- _Brief_: Render the entries as a numbered list, one item per line and with blank lines omitted, starting with the line containing "Labeling tool prompt: highlight every green leaf" and continuing through the end of the entries.

- _Record set_:
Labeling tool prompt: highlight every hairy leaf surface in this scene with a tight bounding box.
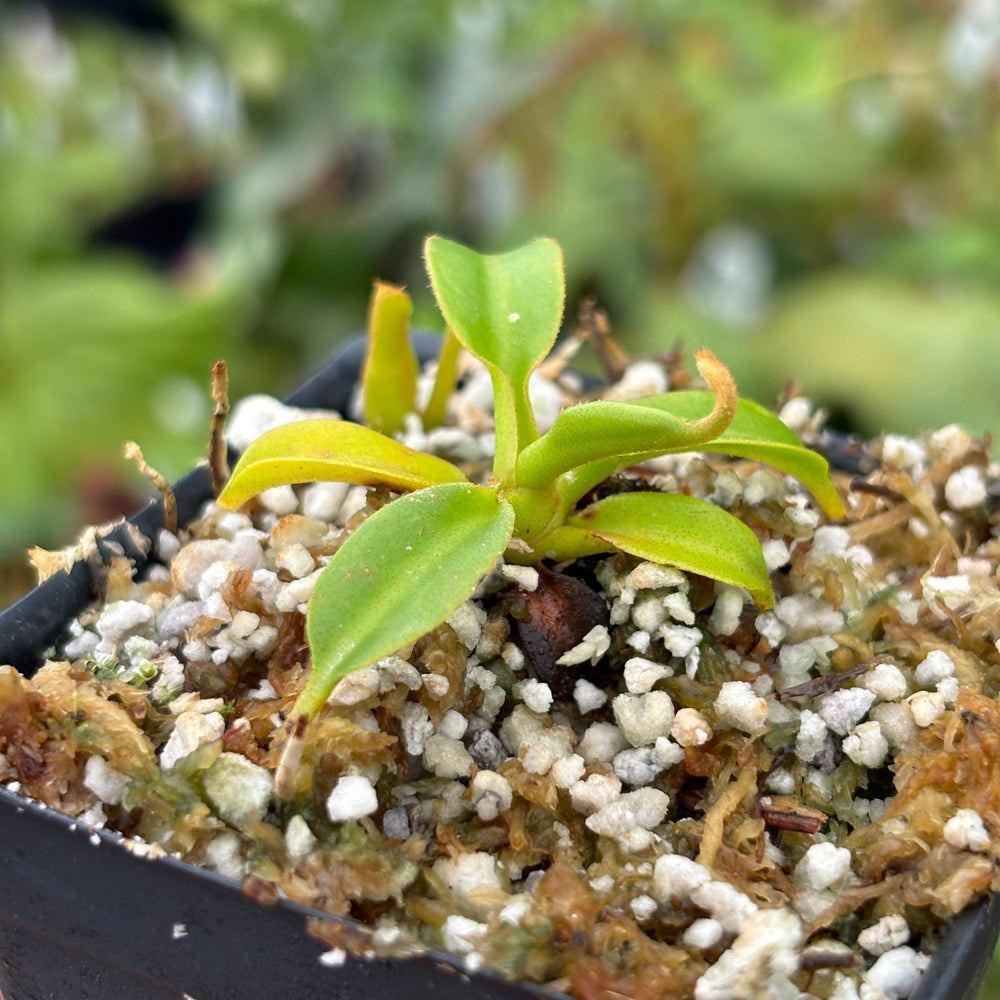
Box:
[218,419,465,508]
[424,236,565,483]
[569,493,774,608]
[293,483,514,716]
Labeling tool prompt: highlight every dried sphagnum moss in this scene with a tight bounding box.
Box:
[0,360,1000,1000]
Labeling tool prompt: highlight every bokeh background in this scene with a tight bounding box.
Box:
[0,0,1000,580]
[0,0,1000,996]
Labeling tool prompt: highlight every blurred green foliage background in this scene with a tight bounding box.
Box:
[0,0,1000,598]
[0,0,1000,996]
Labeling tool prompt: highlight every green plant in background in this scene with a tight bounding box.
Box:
[218,237,843,736]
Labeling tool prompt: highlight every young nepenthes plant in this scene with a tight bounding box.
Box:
[218,236,844,796]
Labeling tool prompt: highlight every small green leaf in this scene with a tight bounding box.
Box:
[424,236,565,485]
[292,483,514,717]
[517,350,738,496]
[218,419,465,509]
[568,493,774,608]
[361,281,420,435]
[635,392,846,517]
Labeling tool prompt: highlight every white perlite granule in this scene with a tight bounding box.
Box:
[326,774,378,823]
[694,910,802,1000]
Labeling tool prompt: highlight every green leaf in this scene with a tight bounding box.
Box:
[361,281,420,434]
[518,391,845,517]
[424,236,565,485]
[421,329,462,431]
[568,493,774,608]
[292,483,514,717]
[517,350,738,499]
[218,419,465,509]
[635,392,846,517]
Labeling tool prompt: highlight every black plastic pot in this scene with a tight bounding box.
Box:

- _Task solution_:
1. Labeling tool prompt: highlight every green leaf in this scene with a tight bounding box.
2. Box:
3. [361,281,420,434]
4. [518,391,845,517]
5. [424,236,565,485]
6. [421,329,462,431]
7. [568,493,774,608]
8. [292,483,514,717]
9. [517,350,738,499]
10. [218,419,465,509]
11. [635,392,846,517]
12. Labeling tool prompt: highlight every black plastic pot in this scene with a tight bounding box.
13. Box:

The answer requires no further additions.